## Work to be completed:
Transcribe the data underneath exactly. No images belong in your version.

## Data under study:
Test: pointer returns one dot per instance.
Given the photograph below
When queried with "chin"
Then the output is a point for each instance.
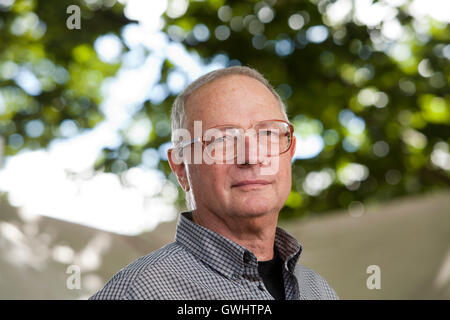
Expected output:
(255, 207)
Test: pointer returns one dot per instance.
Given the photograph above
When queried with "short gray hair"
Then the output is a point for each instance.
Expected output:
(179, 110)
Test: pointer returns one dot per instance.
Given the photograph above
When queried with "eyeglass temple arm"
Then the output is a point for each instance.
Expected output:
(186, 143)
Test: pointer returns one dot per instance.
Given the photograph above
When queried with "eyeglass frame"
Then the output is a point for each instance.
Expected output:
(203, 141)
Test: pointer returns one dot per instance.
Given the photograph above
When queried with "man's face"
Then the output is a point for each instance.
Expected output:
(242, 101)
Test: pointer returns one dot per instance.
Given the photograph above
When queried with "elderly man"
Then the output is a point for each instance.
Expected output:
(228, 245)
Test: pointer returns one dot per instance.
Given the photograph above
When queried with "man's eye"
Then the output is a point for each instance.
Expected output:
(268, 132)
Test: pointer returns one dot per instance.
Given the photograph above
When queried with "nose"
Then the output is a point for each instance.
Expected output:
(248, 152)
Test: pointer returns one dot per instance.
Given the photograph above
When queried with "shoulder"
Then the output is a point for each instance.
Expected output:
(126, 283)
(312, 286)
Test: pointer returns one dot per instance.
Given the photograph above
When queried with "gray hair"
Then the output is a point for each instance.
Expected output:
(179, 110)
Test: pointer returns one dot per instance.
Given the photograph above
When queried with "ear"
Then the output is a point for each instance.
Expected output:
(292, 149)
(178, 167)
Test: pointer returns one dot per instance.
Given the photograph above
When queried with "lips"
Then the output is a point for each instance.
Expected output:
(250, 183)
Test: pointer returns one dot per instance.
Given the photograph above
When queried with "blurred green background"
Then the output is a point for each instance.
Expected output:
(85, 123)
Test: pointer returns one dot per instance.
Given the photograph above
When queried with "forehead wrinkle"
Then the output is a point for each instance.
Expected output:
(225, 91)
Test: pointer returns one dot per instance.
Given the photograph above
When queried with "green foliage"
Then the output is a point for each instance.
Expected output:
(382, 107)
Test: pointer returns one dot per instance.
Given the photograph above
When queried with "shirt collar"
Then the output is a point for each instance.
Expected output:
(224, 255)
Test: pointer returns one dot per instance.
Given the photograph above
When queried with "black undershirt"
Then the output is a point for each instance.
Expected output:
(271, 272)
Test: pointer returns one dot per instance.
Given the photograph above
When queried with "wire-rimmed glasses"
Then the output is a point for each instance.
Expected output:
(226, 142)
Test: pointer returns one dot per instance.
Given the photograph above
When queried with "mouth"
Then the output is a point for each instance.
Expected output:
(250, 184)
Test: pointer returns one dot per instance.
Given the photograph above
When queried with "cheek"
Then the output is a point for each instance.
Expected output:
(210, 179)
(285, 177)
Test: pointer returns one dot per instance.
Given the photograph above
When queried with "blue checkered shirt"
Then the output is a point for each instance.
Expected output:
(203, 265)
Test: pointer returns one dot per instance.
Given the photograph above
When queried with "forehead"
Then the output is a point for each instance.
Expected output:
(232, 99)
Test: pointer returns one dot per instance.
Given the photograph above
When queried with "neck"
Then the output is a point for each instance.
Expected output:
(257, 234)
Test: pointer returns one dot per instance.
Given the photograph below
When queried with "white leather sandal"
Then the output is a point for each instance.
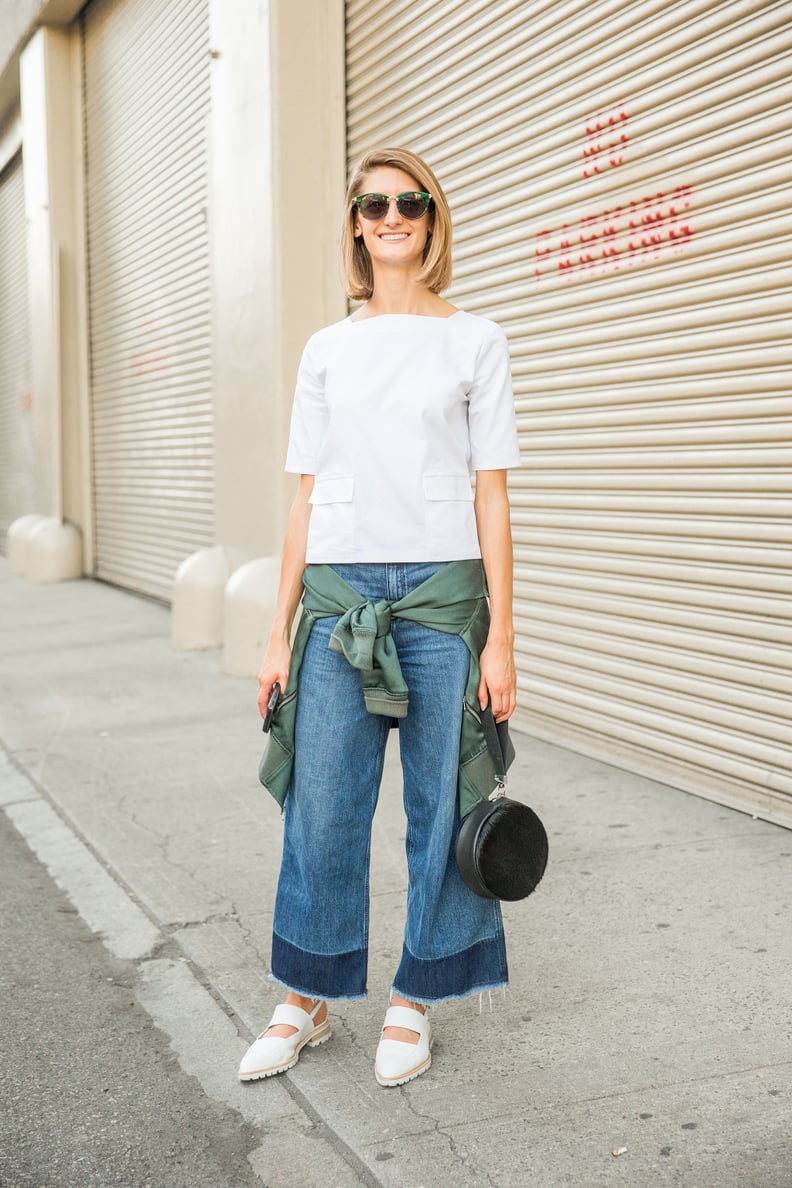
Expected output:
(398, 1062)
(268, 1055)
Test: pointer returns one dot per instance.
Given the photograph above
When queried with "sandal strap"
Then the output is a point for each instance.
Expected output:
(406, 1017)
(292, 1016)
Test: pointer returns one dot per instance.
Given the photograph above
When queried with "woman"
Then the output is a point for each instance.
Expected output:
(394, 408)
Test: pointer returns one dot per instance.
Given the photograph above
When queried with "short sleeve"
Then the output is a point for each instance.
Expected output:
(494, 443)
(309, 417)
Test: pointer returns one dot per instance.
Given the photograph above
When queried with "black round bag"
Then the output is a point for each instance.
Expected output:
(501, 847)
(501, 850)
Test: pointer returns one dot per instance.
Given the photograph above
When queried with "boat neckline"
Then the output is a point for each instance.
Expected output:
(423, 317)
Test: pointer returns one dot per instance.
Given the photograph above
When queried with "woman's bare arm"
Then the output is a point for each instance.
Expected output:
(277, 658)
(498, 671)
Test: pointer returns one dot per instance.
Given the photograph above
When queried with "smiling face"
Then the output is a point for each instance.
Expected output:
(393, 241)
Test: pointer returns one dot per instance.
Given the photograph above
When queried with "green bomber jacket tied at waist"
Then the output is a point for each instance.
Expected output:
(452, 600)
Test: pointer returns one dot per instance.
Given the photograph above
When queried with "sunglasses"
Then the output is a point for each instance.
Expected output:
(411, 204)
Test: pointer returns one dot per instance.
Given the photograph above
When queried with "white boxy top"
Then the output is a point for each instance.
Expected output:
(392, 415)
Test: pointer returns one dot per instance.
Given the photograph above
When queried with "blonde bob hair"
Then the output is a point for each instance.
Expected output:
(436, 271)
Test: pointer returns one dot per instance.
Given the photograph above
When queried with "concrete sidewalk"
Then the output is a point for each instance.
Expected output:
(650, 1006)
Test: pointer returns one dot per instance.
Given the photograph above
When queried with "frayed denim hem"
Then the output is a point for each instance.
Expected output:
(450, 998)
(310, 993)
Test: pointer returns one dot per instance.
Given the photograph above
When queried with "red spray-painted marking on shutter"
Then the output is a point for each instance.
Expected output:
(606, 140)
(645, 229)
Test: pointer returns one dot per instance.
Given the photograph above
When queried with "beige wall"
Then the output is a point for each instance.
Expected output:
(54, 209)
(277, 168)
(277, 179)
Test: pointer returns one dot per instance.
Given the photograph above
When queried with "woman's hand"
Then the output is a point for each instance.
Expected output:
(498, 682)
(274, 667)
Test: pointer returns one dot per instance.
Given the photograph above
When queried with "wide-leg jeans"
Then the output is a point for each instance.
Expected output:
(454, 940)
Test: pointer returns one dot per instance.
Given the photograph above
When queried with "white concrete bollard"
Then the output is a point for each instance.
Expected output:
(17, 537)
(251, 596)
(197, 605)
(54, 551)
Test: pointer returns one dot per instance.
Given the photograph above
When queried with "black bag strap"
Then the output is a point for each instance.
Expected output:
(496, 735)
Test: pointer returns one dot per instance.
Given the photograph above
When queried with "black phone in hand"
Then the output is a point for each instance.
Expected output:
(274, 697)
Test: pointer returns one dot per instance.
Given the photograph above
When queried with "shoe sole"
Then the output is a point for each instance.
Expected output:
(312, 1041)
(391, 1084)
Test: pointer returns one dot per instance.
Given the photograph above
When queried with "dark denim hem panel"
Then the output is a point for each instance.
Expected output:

## Solution to this exercise:
Test: pointer returns one dot per instance.
Given the photograph below
When queried with "chin"
Then the output is a point for each instance.
Expected output:
(255, 207)
Test: pointer returns one dot per instance.
Given the photograph above
When queried with "short gray hair"
Then the output is a point for each instance.
Expected output:
(179, 110)
Test: pointer returns one dot per instance.
Given the photograph above
When queried with "eyeglass temple arm"
Then the output is a point for each instance.
Expected output:
(186, 143)
Test: pointer returns one dot per instance.
Given the photograph above
When queried with "eyeglass frame"
Then the output is a point for each instance.
Expected output:
(203, 141)
Test: pointer returns one dot per instance.
Given the photograph above
When queried with "man's face"
Then the output is a point for each instance.
Expected output:
(242, 101)
Test: pointer returns one dot per instance.
Given the photograph above
When queried with "elderly man"
Then the output is a point for each instance.
Expected output:
(228, 245)
Test: pointer returns one dot per instance.
Given the photograph above
When queried with "man's eye"
Then the output is a point for each instance.
Expected output:
(268, 132)
Test: pointer returns one dot per instance.
Given the photograph above
When queried with "nose"
Then the output is a point for each instance.
Expected output:
(248, 152)
Test: pointer returns one dot per instance.
Given the photograph above
When queried with "shoulder"
Then the output is a point for each instance.
Expected output:
(126, 283)
(312, 286)
Test: pointer returns one dot per instance.
Given the photograph above
When queried with "gray hair"
Then the output is a point for each instance.
Expected output:
(179, 110)
Test: pointer returns one dot per instance.
Given the photograph above
When queried with "ear"
Then the output is a point for each instance.
Expected output:
(292, 149)
(178, 167)
Test: pointer returns one dot per instance.
Given the photograph above
When queried with "lips"
Then the output is a point for each instance.
Expected output:
(250, 183)
Test: pointer returns one dot per instance.
Given the photograph above
When queried with "blurred green background"
Then the output is a point for each instance.
Expected output:
(85, 123)
Test: pointer returns one dot per instance.
Given the photograph above
When queried with "forehead wrinkle"
Then the output is a point for each instance.
Expected output:
(225, 91)
Test: pointer returns one dot per instance.
Given the photograph above
When queried with "green foliage"
Then the output is a point for each instance.
Expected output:
(382, 107)
Test: pointer returns one dot per instance.
Given the photograph above
When queried with "shirt collar"
Then the output is a point for each instance.
Expected output:
(224, 255)
Test: pointer returns one dot per instance.
Given the photograph above
When queried with "black undershirt"
Then the output is a point for each instance.
Expected output:
(271, 272)
Test: pointer returns one dot per instance.
Given the photograph above
When queried with "wire-rimmed glasses"
Then the output is a point for each instance.
Expected output:
(226, 142)
Test: pointer returns one dot per instance.
Given the photograph above
When queried with "mouth"
Then the output is a point for each instance.
Expected output:
(250, 184)
Test: pointer returns one dot per instance.
Given the photograph above
When queried with "cheek"
Then the output is a point for each instance.
Expected output:
(210, 179)
(285, 177)
Test: pointer returns one dot per instance.
Given the photograph above
When queried with "blue checkered shirt"
Then the output is a point for each instance.
Expected output:
(203, 265)
Test: pointer returns one dot per instance.
Given the photograph above
When queried with "forehead"
Then the output is a point for each instance.
Expected output:
(232, 99)
Test: pointer returns one dot per instance.
Given the photograph above
When queried with "neck"
Then the output is a point for each instance.
Expected output:
(257, 234)
Test: pointer returns one dot per instance.
Given the photograph below
When queried with "white leather sandal"
Then the output is a point for each instance.
Expected output:
(398, 1062)
(268, 1055)
Test: pointer returns one dot per instance.
Given the photograph above
When queried with "sandal strap"
Then the output is a point for each instance.
Expected output:
(406, 1017)
(292, 1016)
Test: pointer returns one dot per instance.
Given the photograph above
When queried with "woman"
Then the output is a point for each instance.
Expected output:
(394, 408)
Test: pointer returns one dot per instance.
Given the photograph above
When queried with "short sleeve"
Then the output is a point for each instance.
Expected output:
(494, 443)
(309, 417)
Test: pointer returns one dot per instance.
Given the photograph above
When queried with "black round bag"
Then the output is a point for each instance.
Expected output:
(501, 847)
(501, 850)
Test: pointer returns one dot per instance.
Given the photograph above
When queried with "boat neckline"
Then the output is a point for each instance.
Expected output:
(423, 317)
Test: pointer returns one dot per instance.
Given the photograph above
When queried with "woman's bare arm"
Then the output is a point for each instance.
Expected output:
(277, 658)
(498, 671)
Test: pointer returns one dot per instance.
Given the photograph above
When queried with "smiling face"
Then the output is a point for each instance.
Expected output:
(393, 241)
Test: pointer returns one dot per instance.
Given the photograph above
When queried with "green bomber jacket tied at waist"
Then the output is a point for each instance.
Expected output:
(452, 600)
Test: pointer returns one dot per instance.
Given the photograph above
When queried with "sunglasses"
Then the output is a point for each instance.
Expected output:
(411, 204)
Test: pointer returns one dot per instance.
Given the photograph above
When queried with "white boxy top"
Then the output is a point for each instance.
Expected output:
(392, 415)
Test: pointer returns one dot per instance.
Given the photograph above
When queried with "blonde bob hair"
Then the output is a point for each instance.
Expected output:
(436, 271)
Test: pointer returns one dot per instance.
Given the photograph above
When queried with "concrete sidewalk"
Then the output is a point for each instance.
Expected output:
(650, 1006)
Test: pointer returns one dot per instance.
Given the photograph above
When queried with "frayed denim hem"
Then the output is a point for each instance.
Expected output:
(450, 998)
(310, 993)
Test: pointer returns one dot per instance.
Given the photograph above
When queried with "red spray-painted marking on shutter"
Then the output is a point for each instance.
Expected output:
(606, 140)
(645, 229)
Test: pointer returns one dot per instance.
Given the photograph above
When queried with "beige wall"
Then the output is a point for each instance.
Expected output:
(54, 209)
(277, 168)
(277, 179)
Test: pointer returns one dot per instance.
Given the photograph above
When queried with "woman's hand"
Then the output is a point for each instance.
Expected output:
(498, 682)
(274, 667)
Test: pointer returns one dot per instance.
Given the photograph above
When queried with "wide-leg jeans"
Then the output is a point for each instance.
Expected output:
(454, 940)
Test: pointer returns one dot per instance.
Given the photograph above
When queried with "white concrete bollard"
Then the output is a point for each instance.
Expected output:
(17, 537)
(251, 596)
(197, 605)
(54, 551)
Test: pointer returns one dot per instance.
Given the photograph above
When queried with "black bag strap"
Then the output is a point for each instance.
Expected output:
(496, 735)
Test: pointer returns one dot per instance.
Given the photograph above
When queried with "black phone in hand"
Then the output is a point for each instance.
Expected output:
(274, 697)
Test: pointer returns one dot per instance.
Given the photograph above
When queried with "shoe sole"
Then the output is a point for each instance.
Expected output:
(312, 1041)
(391, 1084)
Test: pointer returns one dot per instance.
Given the photograph above
When queried with "dark denim hem panel"
Then the output is a point for each instance.
Expected output:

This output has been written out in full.